SET EXERCISE.
Copy the listing word for word, from its first line through the line that contains "M 654 169 L", inclusive. Leave the pictures out of your copy.

RECORDS PROVIDED.
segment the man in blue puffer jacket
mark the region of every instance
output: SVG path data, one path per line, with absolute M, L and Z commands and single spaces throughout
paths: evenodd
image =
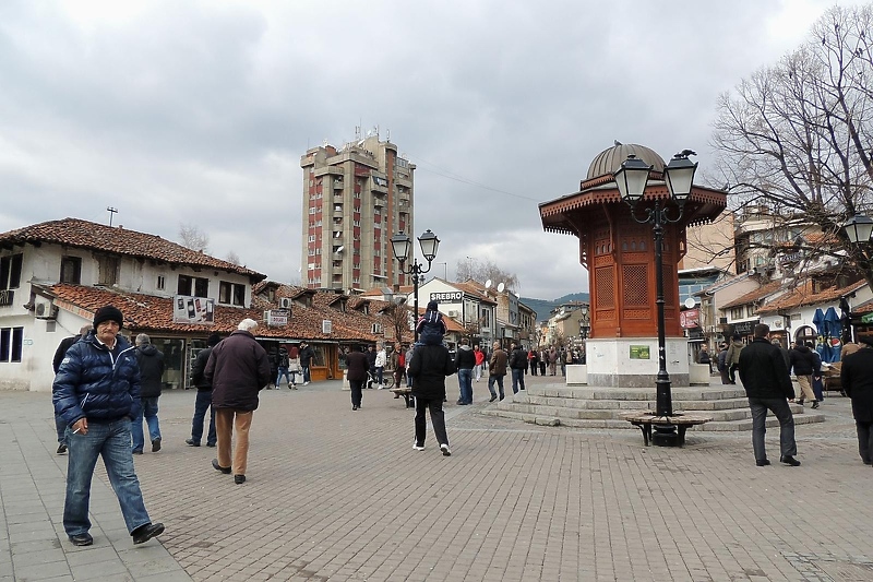
M 52 387 L 55 414 L 67 424 L 70 452 L 63 528 L 75 546 L 94 543 L 88 503 L 97 456 L 103 456 L 133 543 L 164 532 L 163 523 L 148 519 L 133 471 L 130 424 L 141 409 L 140 368 L 134 347 L 118 335 L 123 321 L 115 306 L 99 308 L 94 330 L 67 351 Z

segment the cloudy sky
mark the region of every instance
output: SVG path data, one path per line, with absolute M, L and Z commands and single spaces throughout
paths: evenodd
M 300 156 L 378 127 L 417 165 L 433 273 L 474 257 L 524 296 L 587 290 L 537 204 L 613 140 L 691 147 L 705 173 L 718 95 L 834 3 L 3 0 L 0 231 L 113 206 L 299 281 Z

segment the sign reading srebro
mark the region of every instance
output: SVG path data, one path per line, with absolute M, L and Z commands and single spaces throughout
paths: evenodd
M 464 292 L 431 293 L 430 300 L 438 304 L 457 304 L 464 298 Z

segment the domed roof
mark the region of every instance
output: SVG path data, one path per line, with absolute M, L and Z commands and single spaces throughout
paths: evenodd
M 654 169 L 658 171 L 662 170 L 667 165 L 661 156 L 645 145 L 615 142 L 615 145 L 603 150 L 595 156 L 591 165 L 588 167 L 588 177 L 585 179 L 590 180 L 591 178 L 599 178 L 607 174 L 614 174 L 621 168 L 622 162 L 627 159 L 630 154 L 634 154 L 638 159 L 655 166 Z

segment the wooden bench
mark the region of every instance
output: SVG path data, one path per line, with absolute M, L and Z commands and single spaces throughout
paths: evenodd
M 646 447 L 651 442 L 653 425 L 674 425 L 679 432 L 679 446 L 683 447 L 685 444 L 685 431 L 689 427 L 703 425 L 713 419 L 709 415 L 698 413 L 673 413 L 672 416 L 656 416 L 651 411 L 623 413 L 621 417 L 643 431 L 643 442 Z
M 407 408 L 415 408 L 416 405 L 412 402 L 412 389 L 411 388 L 392 388 L 392 392 L 394 392 L 394 397 L 403 396 L 403 400 L 406 401 Z

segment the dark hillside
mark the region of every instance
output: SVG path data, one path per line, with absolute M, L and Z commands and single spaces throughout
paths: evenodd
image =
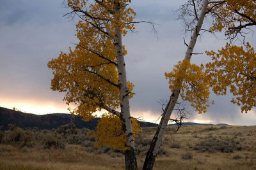
M 75 116 L 73 118 L 71 114 L 53 113 L 37 115 L 0 107 L 0 126 L 3 126 L 3 129 L 6 129 L 9 124 L 16 124 L 21 128 L 37 127 L 41 129 L 51 129 L 69 123 L 74 123 L 79 129 L 86 127 L 93 129 L 97 127 L 99 119 L 97 118 L 85 122 L 78 116 Z M 142 127 L 157 125 L 146 122 L 139 123 Z

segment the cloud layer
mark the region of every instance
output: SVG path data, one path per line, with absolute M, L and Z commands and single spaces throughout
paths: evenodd
M 63 95 L 50 89 L 52 73 L 47 63 L 57 57 L 60 51 L 67 52 L 75 36 L 76 22 L 62 16 L 68 11 L 63 1 L 1 1 L 0 6 L 0 106 L 4 99 L 33 101 L 38 107 L 43 103 L 54 103 L 63 111 Z M 128 50 L 125 57 L 128 79 L 135 84 L 136 95 L 131 99 L 131 111 L 147 120 L 158 118 L 161 106 L 157 101 L 168 99 L 170 91 L 164 72 L 170 72 L 177 61 L 182 60 L 186 46 L 180 21 L 173 12 L 179 1 L 134 1 L 131 5 L 137 12 L 137 20 L 150 20 L 157 24 L 154 34 L 147 24 L 136 26 L 138 33 L 124 38 Z M 224 38 L 204 34 L 197 42 L 195 52 L 217 50 L 225 44 Z M 248 39 L 252 46 L 256 40 Z M 193 56 L 197 64 L 209 60 L 205 55 Z M 211 121 L 236 125 L 256 124 L 256 114 L 241 113 L 231 104 L 231 96 L 211 98 L 215 105 L 207 113 L 193 113 L 191 120 Z M 47 105 L 47 104 L 46 104 Z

RESPONSE.
segment the man in blue puffer jacket
mark the region of every instance
output: SVG path data, one path per line, with absolute M, L and Z commands and single spaces throughout
paths: evenodd
image =
M 52 387 L 55 414 L 67 424 L 70 452 L 63 528 L 75 546 L 94 543 L 88 503 L 97 456 L 103 456 L 133 543 L 164 532 L 163 523 L 148 519 L 133 471 L 130 424 L 141 409 L 140 368 L 134 347 L 118 335 L 123 321 L 115 306 L 99 308 L 94 330 L 67 351 Z

segment the cloudy sky
mark the region of every instance
output: SVG path data, one path per line, with absolute M, L and Z commands and single spaces throughout
paths: evenodd
M 300 156 L 378 127 L 417 165 L 433 273 L 474 257 L 524 296 L 587 290 L 537 204 L 613 140 L 691 147 L 705 173 L 718 95 L 834 3 L 3 0 L 0 231 L 113 206 L 299 281 Z

segment the sign reading srebro
mark the region of every instance
output: SVG path data, one path per line, with absolute M, L and Z commands and single spaces throughout
paths: evenodd
M 464 292 L 431 293 L 430 300 L 438 304 L 457 304 L 464 298 Z

segment the domed roof
mark the region of every instance
output: SVG path data, one path per line, with absolute M, L and Z commands and single spaces throughout
paths: evenodd
M 654 169 L 658 171 L 662 170 L 667 165 L 661 156 L 645 145 L 615 142 L 615 145 L 603 150 L 595 156 L 591 165 L 588 167 L 588 177 L 585 179 L 590 180 L 591 178 L 599 178 L 607 174 L 614 174 L 621 168 L 622 162 L 627 159 L 630 154 L 634 154 L 638 159 L 655 166 Z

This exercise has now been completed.